Exercise: Edit the rows below so that "pixel coordinates" becomes "x and y coordinates" and everything else stays the same. Leave the pictures out of your answer.

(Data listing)

-=-=-

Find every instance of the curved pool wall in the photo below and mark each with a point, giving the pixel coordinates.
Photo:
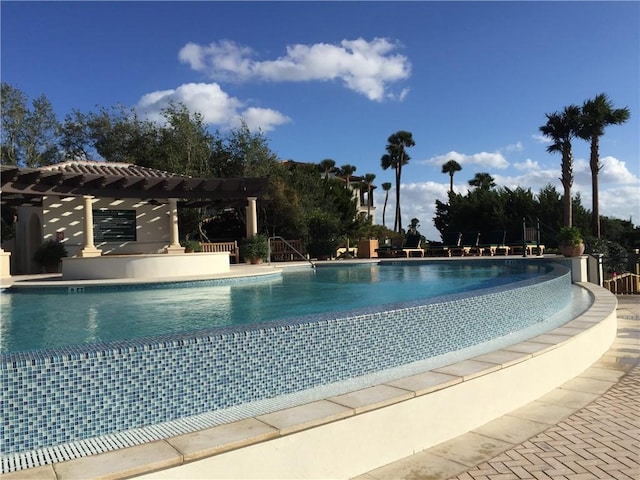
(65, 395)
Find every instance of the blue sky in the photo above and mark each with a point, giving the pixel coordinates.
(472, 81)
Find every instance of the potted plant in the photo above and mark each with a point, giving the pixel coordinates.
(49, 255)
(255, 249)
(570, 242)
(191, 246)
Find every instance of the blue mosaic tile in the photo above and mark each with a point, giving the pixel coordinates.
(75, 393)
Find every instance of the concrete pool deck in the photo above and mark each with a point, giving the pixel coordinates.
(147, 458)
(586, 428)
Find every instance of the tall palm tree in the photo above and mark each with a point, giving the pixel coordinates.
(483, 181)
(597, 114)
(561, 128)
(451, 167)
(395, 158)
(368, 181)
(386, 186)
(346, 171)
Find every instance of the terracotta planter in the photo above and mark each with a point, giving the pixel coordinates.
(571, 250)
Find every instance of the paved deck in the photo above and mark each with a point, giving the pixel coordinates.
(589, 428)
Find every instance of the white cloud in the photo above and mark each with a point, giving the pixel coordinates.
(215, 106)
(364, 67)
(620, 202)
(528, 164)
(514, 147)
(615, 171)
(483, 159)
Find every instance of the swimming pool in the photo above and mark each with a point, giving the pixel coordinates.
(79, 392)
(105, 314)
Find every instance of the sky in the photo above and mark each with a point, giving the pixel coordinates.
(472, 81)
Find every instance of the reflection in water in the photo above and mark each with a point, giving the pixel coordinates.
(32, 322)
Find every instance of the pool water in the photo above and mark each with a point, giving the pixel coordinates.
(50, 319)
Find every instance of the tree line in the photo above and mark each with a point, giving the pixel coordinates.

-=-=-

Expected answer:
Find every instance of the curved pool wall in the photo below and mark each with a point, giving the x and y coordinates.
Photo:
(65, 395)
Find every instance of the blue sky in the photo above and mark each with a point, giving the x and y coordinates.
(472, 81)
Find every instance of the potted plant in the photo above and mark each with a point, giving the x and y coordinates.
(49, 255)
(255, 249)
(570, 242)
(191, 246)
Find every instance of the blue mosaic tile in the photo above and mark each with a point, giving the x and y coordinates.
(75, 393)
Find every instance of the concrete pool deck in the photo above and mark each with a point, giving the x and y coordinates.
(147, 458)
(586, 428)
Find every instance of the tall palm tree in the photo above and mark each with a point, giving the x and y coordinates.
(483, 181)
(597, 114)
(561, 128)
(451, 167)
(395, 158)
(368, 181)
(386, 186)
(346, 171)
Find every instance of the terracotta planter in the photo above and mark each with a point, giving the x and y coordinates.
(571, 250)
Find every instance of the paved deck in the photo above and mark each with a point, giving the x and y coordinates.
(589, 428)
Find every instance of the white cloud in the photo above and mark each with a point, giving the x and y coordinates.
(215, 106)
(364, 67)
(620, 202)
(528, 164)
(514, 147)
(615, 171)
(483, 159)
Find every instance of the swimming pool in the photo above and mark each with a point, giving the x and y coordinates.
(79, 392)
(105, 314)
Find every instance of the sky in the photo above and mark each with a point, giving the x and y coordinates.
(472, 81)
Find every instance of the reflection in water in the photo above and mark each with a point, giving the x and y coordinates.
(32, 322)
Find every instance of the pool water in the photo above and mark each with a point, giving the x and y coordinates.
(50, 319)
Find every instance of the tree line in the photo above and mark each with a point, giving the x and y coordinates.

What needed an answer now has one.